PASSAGE TO READ:
──────
This is a fab post! Very interesting stuff.

Just one quibble (and a very pedantic one at that), and one question.

Quibble: You say that MK is formulated in the second-order language of set theory. I’m confused as to what you have in mind here; normally MK is a two-sorted first-order theory. This is important philosophically, in particular if MK is two-sorted first-order, then it has a countable model, but if we are quantifying into predicate position (and using the full semantics) then there is no countable model of second-order set theory (i.e. ZFC_2). Given your views on the interpretation of second-order variables, I guess this doesn’t matter, but for some people thinking about MK the distinction is important.

Question (also available on mathematics Stack Exchange). Is the *exact* consistency strength of MK known?

Best Wishes,

Neil

I’m glad you enjoyed the post, Neil.

About your quibble, we do not disagree. This is just a matter of terminology. I refer to the two-sorted language as the language of second-order set theory, since the two sorts correspond to sets (first-order objects) and classes (second-order objects). This is the same language that one would use if one intended to use full actual second-order logic, with the full second-order semantics, although in KM we do not insist on those semantics. Ultimately, KM is a first-order theory even though it uses the language of second-order set theory.
──────
SHORT EXERCISE: Rewrite the paragraph beginning "Quibble: You say that MK" from the set theory discussion above in a shorter form, keeping its main facts.
──────
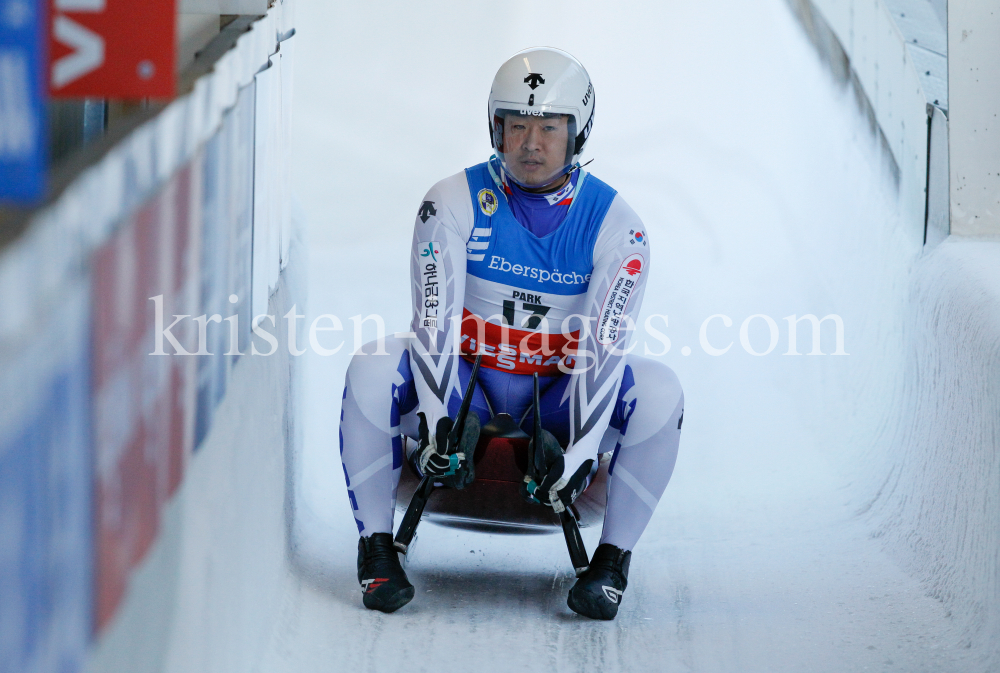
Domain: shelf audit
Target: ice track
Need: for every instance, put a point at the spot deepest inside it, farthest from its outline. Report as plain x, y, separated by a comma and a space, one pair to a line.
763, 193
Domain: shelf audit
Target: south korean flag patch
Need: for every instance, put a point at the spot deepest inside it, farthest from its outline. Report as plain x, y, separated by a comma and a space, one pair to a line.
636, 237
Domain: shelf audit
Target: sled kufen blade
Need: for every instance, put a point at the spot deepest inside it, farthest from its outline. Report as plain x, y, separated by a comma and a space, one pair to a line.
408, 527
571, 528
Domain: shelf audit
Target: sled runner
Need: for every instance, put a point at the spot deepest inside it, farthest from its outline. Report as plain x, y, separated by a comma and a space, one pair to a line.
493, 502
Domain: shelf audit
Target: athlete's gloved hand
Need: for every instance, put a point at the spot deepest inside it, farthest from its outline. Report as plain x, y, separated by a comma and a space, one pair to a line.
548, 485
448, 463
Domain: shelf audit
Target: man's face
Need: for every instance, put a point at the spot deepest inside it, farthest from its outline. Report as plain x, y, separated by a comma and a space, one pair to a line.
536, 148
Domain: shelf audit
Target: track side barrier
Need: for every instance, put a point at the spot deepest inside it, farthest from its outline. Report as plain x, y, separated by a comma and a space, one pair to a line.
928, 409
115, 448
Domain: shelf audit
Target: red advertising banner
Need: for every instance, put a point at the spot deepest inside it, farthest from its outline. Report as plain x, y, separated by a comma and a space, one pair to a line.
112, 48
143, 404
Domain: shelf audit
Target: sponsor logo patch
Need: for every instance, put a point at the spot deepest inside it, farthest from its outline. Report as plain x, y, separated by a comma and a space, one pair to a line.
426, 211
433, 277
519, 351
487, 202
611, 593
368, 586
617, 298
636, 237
──────
ANSWER TO THE TASK: The post says MK is formulated in the second-order language of set theory, but MK is normally a two-sorted first-order theory. The difference matters philosophically. As a two-sorted first-order theory, MK has a countable model. Second-order set theory (ZFC_2), with quantification into predicate position and the full semantics, has none. Given the author's views on interpreting second-order variables this may not matter, but for some people thinking about MK the distinction is important.